— Text segment —
········
[Date Prev][Date Next][Thread Prev][Thread Next][Date Index][Thread Index]

Re: [Xen-devel] [BUG] XEN crash and double fault when doing cpu online/offline




On 1/8/20 3:50 PM, Jürgen Groß wrote:
On 08.01.20 06:50, Tao Xu wrote:
Hi,

When I use xen-hptool cpu-offline/cpu-online to let CPU in a socket online/offline using the script as follows:

for((j=48;j<=95;j++));
do
   xen-hptool cpu-offline $j
done

for((j=48;j<=95;j++));
do
   xen-hptool cpu-online $j
done

Xen crash when cpu re-online. I use the upstream XEN(0dd92688) and try many days, it still crash. But if I only do cpu online/offline for CPU 48~59, Xen will not crash. The bug can be reproduced when we do cpu online/offline for most CPU in a socket. And interesting thing is when we use the script as follow:

for((j=48;j<=95;j++));
do
   xen-hptool cpu-offline $j
   xen-hptool cpu-online $j
done

Xen will not crash too. Is there a bug in sched_credit2?
········
— Extracted data —
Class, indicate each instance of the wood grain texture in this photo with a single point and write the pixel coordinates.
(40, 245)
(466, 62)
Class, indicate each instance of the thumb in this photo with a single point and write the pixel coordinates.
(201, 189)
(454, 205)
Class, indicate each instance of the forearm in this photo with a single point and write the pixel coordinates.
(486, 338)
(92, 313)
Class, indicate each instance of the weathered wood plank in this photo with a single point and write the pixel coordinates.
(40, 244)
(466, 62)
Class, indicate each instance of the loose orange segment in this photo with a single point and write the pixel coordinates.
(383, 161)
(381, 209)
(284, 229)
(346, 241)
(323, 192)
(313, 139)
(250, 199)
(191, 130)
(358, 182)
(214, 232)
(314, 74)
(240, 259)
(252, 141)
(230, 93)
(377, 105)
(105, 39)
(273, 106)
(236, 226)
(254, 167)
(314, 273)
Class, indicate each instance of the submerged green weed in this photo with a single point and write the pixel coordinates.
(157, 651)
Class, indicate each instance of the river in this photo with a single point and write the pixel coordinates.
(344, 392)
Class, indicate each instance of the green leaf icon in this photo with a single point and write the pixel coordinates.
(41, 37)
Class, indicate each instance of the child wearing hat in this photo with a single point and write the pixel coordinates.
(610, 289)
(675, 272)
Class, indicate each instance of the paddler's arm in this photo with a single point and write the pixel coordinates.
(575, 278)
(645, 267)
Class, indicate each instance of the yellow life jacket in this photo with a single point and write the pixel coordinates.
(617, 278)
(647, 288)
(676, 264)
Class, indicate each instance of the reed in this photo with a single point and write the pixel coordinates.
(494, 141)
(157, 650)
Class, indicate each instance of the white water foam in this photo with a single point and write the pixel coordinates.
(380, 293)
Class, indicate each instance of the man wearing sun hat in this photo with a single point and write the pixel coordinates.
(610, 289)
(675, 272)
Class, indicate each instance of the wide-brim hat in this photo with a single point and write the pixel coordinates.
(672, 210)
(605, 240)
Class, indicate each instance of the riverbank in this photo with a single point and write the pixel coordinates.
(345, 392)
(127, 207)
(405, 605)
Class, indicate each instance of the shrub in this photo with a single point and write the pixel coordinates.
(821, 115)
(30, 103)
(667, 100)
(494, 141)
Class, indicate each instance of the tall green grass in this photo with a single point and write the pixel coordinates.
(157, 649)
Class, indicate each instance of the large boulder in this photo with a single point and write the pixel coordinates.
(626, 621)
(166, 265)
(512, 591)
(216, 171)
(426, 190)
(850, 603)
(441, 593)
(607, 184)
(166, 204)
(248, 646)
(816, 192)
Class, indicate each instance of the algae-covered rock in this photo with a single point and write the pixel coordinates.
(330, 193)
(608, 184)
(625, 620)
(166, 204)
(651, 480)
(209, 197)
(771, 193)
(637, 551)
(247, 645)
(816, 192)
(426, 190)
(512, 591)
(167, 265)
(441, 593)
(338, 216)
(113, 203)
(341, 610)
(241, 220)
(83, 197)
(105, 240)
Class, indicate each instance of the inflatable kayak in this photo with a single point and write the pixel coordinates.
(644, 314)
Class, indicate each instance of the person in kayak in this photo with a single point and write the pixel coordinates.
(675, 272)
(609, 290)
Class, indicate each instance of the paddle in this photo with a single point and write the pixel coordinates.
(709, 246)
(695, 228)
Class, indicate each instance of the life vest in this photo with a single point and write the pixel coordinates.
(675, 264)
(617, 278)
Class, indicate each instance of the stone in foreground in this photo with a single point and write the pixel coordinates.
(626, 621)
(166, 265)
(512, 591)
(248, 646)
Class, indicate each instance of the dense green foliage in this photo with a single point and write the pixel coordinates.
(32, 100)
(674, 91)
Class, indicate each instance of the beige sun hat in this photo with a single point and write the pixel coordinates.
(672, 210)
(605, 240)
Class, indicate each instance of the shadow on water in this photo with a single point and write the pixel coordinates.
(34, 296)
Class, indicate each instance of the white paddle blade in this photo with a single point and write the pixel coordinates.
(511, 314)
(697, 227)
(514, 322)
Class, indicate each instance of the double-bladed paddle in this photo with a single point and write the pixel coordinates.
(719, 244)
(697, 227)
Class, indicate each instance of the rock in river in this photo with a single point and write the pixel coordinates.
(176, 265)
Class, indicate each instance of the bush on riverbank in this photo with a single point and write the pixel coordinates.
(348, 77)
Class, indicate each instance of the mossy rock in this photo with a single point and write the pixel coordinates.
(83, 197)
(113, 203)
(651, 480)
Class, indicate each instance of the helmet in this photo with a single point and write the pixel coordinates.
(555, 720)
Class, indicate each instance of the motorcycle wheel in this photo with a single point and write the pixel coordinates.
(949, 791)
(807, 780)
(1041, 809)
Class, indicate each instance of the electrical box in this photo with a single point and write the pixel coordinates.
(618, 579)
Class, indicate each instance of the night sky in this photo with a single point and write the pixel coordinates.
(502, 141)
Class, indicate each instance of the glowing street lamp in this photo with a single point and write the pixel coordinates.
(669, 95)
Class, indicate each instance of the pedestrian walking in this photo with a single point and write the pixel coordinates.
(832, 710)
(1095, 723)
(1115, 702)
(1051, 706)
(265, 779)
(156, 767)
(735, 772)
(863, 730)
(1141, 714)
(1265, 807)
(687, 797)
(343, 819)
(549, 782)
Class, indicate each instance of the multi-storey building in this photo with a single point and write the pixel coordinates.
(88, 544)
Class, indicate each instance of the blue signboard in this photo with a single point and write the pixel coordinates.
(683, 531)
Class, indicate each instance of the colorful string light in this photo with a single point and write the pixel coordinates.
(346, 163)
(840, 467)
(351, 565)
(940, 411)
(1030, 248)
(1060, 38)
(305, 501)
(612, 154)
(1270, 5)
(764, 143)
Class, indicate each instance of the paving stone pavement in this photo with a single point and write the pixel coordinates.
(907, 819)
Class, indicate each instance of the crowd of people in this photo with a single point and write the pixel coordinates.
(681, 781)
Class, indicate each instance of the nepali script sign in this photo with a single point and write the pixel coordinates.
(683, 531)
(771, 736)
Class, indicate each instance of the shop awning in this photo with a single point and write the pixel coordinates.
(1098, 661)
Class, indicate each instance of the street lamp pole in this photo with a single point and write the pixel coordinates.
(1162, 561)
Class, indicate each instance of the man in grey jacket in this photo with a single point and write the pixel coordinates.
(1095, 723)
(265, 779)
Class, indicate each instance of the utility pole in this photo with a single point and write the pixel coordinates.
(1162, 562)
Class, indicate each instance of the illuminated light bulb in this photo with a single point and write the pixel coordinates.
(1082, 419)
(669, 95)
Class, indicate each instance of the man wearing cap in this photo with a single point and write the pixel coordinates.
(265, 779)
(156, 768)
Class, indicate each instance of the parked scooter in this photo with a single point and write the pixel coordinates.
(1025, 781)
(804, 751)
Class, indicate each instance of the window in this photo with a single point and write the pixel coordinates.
········
Copy the Xen crash report from "Xen crash when" to "bug in sched_credit2?", changing "socket" to "package". The records have no role in this exercise.

— Solution to this exercise —
Xen crash when cpu re-online. I use the upstream XEN(0dd92688) and try many days, it still crash. But if I only do cpu online/offline for CPU 48~59, Xen will not crash. The bug can be reproduced when we do cpu online/offline for most CPU in a package. And interesting thing is when we use the script as follow:

for((j=48;j<=95;j++));
do
   xen-hptool cpu-offline $j
   xen-hptool cpu-online $j
done

Xen will not crash too. Is there a bug in sched_credit2?